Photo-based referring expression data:
[Start of section]

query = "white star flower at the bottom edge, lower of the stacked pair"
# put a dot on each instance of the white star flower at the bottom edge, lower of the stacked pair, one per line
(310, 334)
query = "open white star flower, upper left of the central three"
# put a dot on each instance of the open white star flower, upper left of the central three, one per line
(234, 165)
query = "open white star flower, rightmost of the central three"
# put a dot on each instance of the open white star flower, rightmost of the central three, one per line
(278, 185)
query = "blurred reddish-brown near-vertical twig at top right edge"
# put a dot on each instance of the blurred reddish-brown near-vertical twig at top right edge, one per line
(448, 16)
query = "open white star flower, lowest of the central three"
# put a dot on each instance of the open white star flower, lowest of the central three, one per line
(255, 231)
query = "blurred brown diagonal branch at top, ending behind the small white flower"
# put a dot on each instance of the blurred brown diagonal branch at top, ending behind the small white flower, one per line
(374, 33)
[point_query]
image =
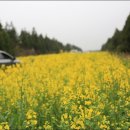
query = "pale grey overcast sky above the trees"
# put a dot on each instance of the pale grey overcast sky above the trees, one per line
(87, 24)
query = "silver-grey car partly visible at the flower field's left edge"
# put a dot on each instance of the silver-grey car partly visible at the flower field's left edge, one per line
(7, 59)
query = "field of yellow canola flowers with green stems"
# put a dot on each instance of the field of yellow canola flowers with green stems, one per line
(67, 91)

[End of section]

### PROBLEM REQUIREMENTS
Only the records are wanted, copied exactly, with the pictures dropped.

### TASK ANSWER
query = "white star flower at the bottom edge, lower of the stacked pair"
# put a dot on each instance of the white star flower at the bottom edge, lower of the stacked pair, one per line
(310, 334)
query = "open white star flower, upper left of the central three"
# put a dot on each instance of the open white star flower, upper left of the central three, one per line
(234, 165)
query = "open white star flower, rightmost of the central three"
# put a dot on each instance of the open white star flower, rightmost of the central three, one per line
(278, 185)
query = "blurred reddish-brown near-vertical twig at top right edge"
# put a dot on each instance of the blurred reddish-brown near-vertical twig at top right edge, one per line
(448, 16)
query = "open white star flower, lowest of the central three"
# put a dot on each instance of the open white star flower, lowest of the central three, one per line
(255, 231)
query = "blurred brown diagonal branch at top, ending behind the small white flower"
# put a dot on each instance of the blurred brown diagonal branch at top, ending behind the small white flower, one per line
(374, 33)
[point_query]
image =
query = "pale grey overcast sky above the trees"
# put a dot on each instance of the pale grey overcast sky above the trees, one per line
(87, 24)
query = "silver-grey car partly visible at the flower field's left edge"
# put a dot on each instance of the silver-grey car partly visible at the flower field's left edge, one per line
(7, 59)
query = "field of yellow canola flowers with green stems"
# put a dot on each instance of the field of yellow canola flowers with green stems, one per line
(67, 91)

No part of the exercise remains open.